_Consigne 1_
Recopiez à l'identique les lignes des enregistrements, de la ligne contenant "Target: **picture frame**" jusqu'à la ligne contenant "377 65 L 373", ces deux lignes comprises.

_Extrait du document_
Dossier : IMM‑5187‑11

Référence : 2012 CF 346

[TRADUCTION FRANÇAISE CERTIFIÉE, NON RÉVISÉE]

Ottawa (Ontario), le 22 mars 2012

En présence de monsieur le juge Rennie

 

 

ENTRE :

 

ZHANG SHENG WANG

 

 

 

demandeur

 

et

 

 

 

LE MINISTRE DE LA CITOYENNETÉ

ET DE L’IMMIGRATION

 

 

 

défendeur

 

 

 

 

 

MOTIFS DU JUGEMENT ET JUGEMENT

 

[1]               Le demandeur sollicite le contrôle judiciaire de la décision, datée du 20 juillet 2011, par laquelle la Section de la protection des réfugiés de la Commission de l’immigration et du statut de réfugié (la Commission) a conclu que le demandeur n’était ni un réfugié au sens de la Convention (Convention des Nations Unies relative au statut des réfugiés, [1969] R.T. Can. no 6) ni une personne à protéger au sens des articles 96 et 97 de la Loi sur l’immigration et la protection des réfugiés, LC 2001, c 27 (LIPR). Pour les motifs exposés ci‑dessous, la demande est accueillie.

 

Les faits

[2]               Le demandeur est un citoyen de la Chine. Il affirme craindre d’être persécuté en raison de sa pratique du Falun Gong. Le demandeur déclare qu’il a commencé à pratiquer le Falun Gong en octobre 2007 pour essayer de soigner son insomnie. Il a commencé à en sentir les bienfaits environ trois mois plus tard et a continué à pratiquer le Falun Gong avec des amis chez un membre.

 

[3]               Le demandeur soutient que, le 19 octobre 2008, alors qu’il pratiquait le Falun Gong avec d’autres membres dans une maison, un guetteur les a avertis que le Bureau de la sécurité publique (le BSP) arrivait. Réussissant à prendre la fuite, le demandeur s’est caché chez un ami. On l’a informé que deux pratiquants avaient été arrêtés et que le BSP recherchait les autres. Le père du demandeur lui a dit que le BSP était venu chez lui pour appréhender le demandeur et avait laissé une sommation dans laquelle on accusait ce dernier d’être impliqué dans la pratique illégale du Falun Gong.

 

[4]               Avec l’aide d’un passeur, le demandeur s’est enfui au Canada le 25 janvier 2009 et a présenté une demande d’asile le 2 février 2009.

 

Norme de contrôle et question en litige

[5]               Dans la présente demande, la Cour est appelée à trancher la question de savoir si la décision de la Commission est raisonnable : Dunsmuir c Nouveau‑Brunswick, 2008 CSC 190, [2008] 1 RCS 190.

_Consigne 2_
Rédigez la suite du jugement sur la demande d'asile à partir du point où il s'interrompt.

_Enregistrements fournis_
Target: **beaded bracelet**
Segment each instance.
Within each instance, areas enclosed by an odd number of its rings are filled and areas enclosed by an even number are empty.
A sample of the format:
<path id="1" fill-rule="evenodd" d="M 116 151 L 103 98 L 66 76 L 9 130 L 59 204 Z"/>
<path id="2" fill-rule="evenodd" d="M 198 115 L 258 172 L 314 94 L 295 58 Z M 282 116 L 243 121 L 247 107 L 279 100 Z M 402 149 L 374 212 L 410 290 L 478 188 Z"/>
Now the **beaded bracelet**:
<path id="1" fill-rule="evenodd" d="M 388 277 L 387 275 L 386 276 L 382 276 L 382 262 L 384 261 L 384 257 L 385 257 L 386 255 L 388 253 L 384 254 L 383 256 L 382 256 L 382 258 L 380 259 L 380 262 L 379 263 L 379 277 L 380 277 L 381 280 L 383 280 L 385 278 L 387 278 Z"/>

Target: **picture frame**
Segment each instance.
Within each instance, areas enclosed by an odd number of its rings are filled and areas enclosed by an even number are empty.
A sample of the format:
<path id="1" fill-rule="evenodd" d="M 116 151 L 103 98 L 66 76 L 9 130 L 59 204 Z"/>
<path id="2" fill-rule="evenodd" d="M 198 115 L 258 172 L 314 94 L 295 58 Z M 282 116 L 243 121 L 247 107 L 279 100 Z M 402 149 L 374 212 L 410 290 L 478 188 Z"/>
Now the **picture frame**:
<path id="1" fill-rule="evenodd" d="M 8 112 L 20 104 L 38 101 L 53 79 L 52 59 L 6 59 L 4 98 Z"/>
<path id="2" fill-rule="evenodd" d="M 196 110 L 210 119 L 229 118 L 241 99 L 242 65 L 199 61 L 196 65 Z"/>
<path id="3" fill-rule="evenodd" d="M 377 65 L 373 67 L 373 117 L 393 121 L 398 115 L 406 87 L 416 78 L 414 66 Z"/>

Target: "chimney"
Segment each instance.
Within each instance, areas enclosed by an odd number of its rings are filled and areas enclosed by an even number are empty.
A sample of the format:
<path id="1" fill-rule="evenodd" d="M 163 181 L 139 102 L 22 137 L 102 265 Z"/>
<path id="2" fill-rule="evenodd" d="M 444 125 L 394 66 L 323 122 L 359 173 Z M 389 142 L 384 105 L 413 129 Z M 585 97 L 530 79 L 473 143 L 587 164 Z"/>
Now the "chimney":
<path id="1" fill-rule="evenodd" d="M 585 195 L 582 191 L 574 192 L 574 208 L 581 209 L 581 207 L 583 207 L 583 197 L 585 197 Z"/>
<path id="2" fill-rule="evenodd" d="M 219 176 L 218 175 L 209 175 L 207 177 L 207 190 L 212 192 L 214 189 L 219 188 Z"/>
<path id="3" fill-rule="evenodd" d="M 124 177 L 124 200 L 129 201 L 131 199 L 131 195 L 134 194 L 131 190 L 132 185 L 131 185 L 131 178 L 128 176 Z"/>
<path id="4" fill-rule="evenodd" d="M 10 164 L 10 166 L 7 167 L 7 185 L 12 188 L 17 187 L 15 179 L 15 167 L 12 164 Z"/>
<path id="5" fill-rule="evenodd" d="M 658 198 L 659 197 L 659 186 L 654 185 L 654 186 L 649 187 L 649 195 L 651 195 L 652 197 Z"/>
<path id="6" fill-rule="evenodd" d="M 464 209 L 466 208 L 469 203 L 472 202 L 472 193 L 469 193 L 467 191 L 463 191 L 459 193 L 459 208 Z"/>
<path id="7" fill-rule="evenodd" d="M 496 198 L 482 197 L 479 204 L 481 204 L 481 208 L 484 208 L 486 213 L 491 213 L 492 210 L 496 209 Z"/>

_Réponse 1_
Target: **picture frame**
Segment each instance.
Within each instance, areas enclosed by an odd number of its rings are filled and areas enclosed by an even number are empty.
A sample of the format:
<path id="1" fill-rule="evenodd" d="M 116 151 L 103 98 L 66 76 L 9 130 L 59 204 Z"/>
<path id="2" fill-rule="evenodd" d="M 198 115 L 258 172 L 314 94 L 295 58 Z M 282 116 L 243 121 L 247 107 L 279 100 Z M 402 149 L 374 212 L 410 290 L 478 188 Z"/>
Now the **picture frame**:
<path id="1" fill-rule="evenodd" d="M 8 112 L 20 104 L 38 101 L 53 79 L 52 59 L 6 59 L 4 98 Z"/>
<path id="2" fill-rule="evenodd" d="M 196 110 L 210 119 L 229 118 L 241 99 L 242 65 L 199 61 L 196 65 Z"/>
<path id="3" fill-rule="evenodd" d="M 377 65 L 373 67 L 373 117 L 393 121 L 398 115 L 406 87 L 416 78 L 414 66 Z"/>

_Réponse 2_
Analyse

[6]               La demande doit être accueillie uniquement à cause de la manière dont la Commission a traité la preuve présentée par le demandeur sur sa pratique du Falun Gong. Dans sa décision, la Commission a tiré d’autres conclusions sur la crédibilité auxquelles il lui était loisible de parvenir, mais elle a estimé que la question de l’authenticité de la croyance du demandeur dans le Falun Gong constituait le « fondement » de la demande d’asile. Comme la Commission a commis une erreur susceptible de révision dans son analyse de l’authenticité de cette croyance, la décision devra être annulée malgré les préoccupations raisonnables que soulèvent d’autres parties de la preuve présentée par le demandeur.

 

[7]               La Commission a beaucoup insisté sur l’affirmation du demandeur selon laquelle ce sont ses insomnies qui l’avaient initialement motivé à adhérer au Falun Gong et le pratiquer. La Commission a rejeté la prétention que la pratique du Falun Gong par le demandeur avait donné des résultats positifs à cet égard parce que l’enseignement du Falun Gong interdit sa pratique par pur intérêt personnel. Le défendeur a qualifié cette conclusion de conclusion de fait à l’égard de laquelle il faut faire preuve de retenue. S’il s’agit d’une conclusion de fait, celle‑ci est assurément abusive. La Commission n’a pas le droit de faire des conjectures sur la vraisemblance des bienfaits personnels tirés par un revendicateur d’une pratique religieuse ou spirituelle, encore moins de parvenir à une conclusion défavorable sur la crédibilité sur le fondement de telles conjectures.

 

[8]               Il y a d’autres exemples, dans la décision de la Commission, de ce genre de mise en question de la croyance du demandeur dans le Falun Gong. Ainsi, la Commission est parvenue à une conclusion défavorable sur la crédibilité du demandeur parce que celui‑ci a affirmé être à la fois un bouddhiste et un pratiquant du Falun Gong. La Commission déclare que le Falun Gong enseigne de manière « catégorique » que pratiquer à la fois le bouddhisme et le Falun Gong ne donne pas de bons résultats. Il n’est pas loisible à la Commission de donner son opinion sur la question de savoir si la pratique spirituelle du revendicateur est correcte ou erronée selon ses textes fondamentaux.

 

[9]               La tâche de la Commission est d’évaluer la crédibilité du demandeur et non le bien‑fondé de ses convictions théologiques. Il se peut qu’un revendicateur d’asile ait une compréhension médiocre des détails de la doctrine religieuse, mais cela ne signifie pas nécessairement que sa foi n’est pas authentique. Quoiqu’il existe une corrélation logique entre la profondeur des connaissances religieuses et la crédibilité d’une prétention de persécution, en l’espèce, la dérogation à la doctrine était tout au plus mineure et ne permettait pas d’étayer sans risque d’erreur la conclusion que le demandeur n’était pas un adepte authentique.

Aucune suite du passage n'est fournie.